=== Problem details ===
Rewrite the items below with every "User intent" replaced by "Query", leaving everything else unchanged.

=== Provided records ===
--------------------------------
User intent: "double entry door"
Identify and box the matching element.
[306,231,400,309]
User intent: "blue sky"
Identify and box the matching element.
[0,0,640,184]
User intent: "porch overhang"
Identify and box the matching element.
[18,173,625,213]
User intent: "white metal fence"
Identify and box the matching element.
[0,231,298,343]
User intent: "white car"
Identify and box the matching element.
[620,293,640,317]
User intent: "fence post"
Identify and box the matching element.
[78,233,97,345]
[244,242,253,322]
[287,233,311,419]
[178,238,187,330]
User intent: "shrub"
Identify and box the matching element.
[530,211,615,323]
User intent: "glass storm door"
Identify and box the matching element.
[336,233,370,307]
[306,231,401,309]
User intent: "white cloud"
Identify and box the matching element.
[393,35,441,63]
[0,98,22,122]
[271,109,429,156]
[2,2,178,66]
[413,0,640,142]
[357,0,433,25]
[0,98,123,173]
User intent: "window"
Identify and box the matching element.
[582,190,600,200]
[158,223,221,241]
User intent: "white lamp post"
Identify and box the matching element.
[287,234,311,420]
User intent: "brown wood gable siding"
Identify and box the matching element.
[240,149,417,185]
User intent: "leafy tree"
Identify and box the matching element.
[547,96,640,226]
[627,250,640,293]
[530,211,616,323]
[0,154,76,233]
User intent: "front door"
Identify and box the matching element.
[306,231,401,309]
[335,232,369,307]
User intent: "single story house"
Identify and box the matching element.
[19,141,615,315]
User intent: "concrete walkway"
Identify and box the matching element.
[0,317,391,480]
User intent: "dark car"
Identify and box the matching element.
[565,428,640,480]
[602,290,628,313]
--------------------------------
=== Exercise solution ===
Query: "double entry door"
Identify and box the matching element.
[306,231,400,309]
Query: "blue sky"
Identify and box the matching element.
[0,0,640,184]
Query: "porch overhang"
Identify and box the matching element.
[18,173,625,213]
Query: "white metal fence"
Identify and box the matching element.
[0,231,298,343]
Query: "white car"
Identify and box the matching element.
[620,293,640,317]
Query: "fence post"
Identify and box the matching element.
[78,233,97,345]
[244,242,253,322]
[287,233,311,419]
[178,238,187,330]
Query: "shrub"
Identify and box the matching element.
[530,211,615,323]
Query: "glass storm door"
Identify and box the matching element.
[336,233,370,307]
[306,231,401,309]
Query: "white cloud"
Identify and box the matching element.
[393,35,441,63]
[0,98,22,122]
[271,109,429,156]
[2,2,178,66]
[413,0,640,142]
[357,0,433,25]
[0,98,123,173]
Query: "window"
Identify and box the matching element.
[582,190,600,200]
[158,223,221,241]
Query: "white lamp post"
Identify and box the matching element.
[287,234,311,420]
Query: "brown wood gable siding"
Identify and box the matching element.
[240,149,417,185]
Query: "leafy tree"
Identify and box the matching element.
[547,96,640,226]
[627,250,640,293]
[530,211,616,323]
[0,154,76,233]
Query: "front door"
Identify and box the matching element.
[306,231,401,309]
[335,232,369,307]
Query: "single story house"
Identify and box the matching element.
[19,141,615,315]
Query: "concrete walkway"
Identify and box the matching element.
[0,317,391,480]
Query: "dark car"
Identify and box the matching element.
[565,428,640,480]
[602,290,628,313]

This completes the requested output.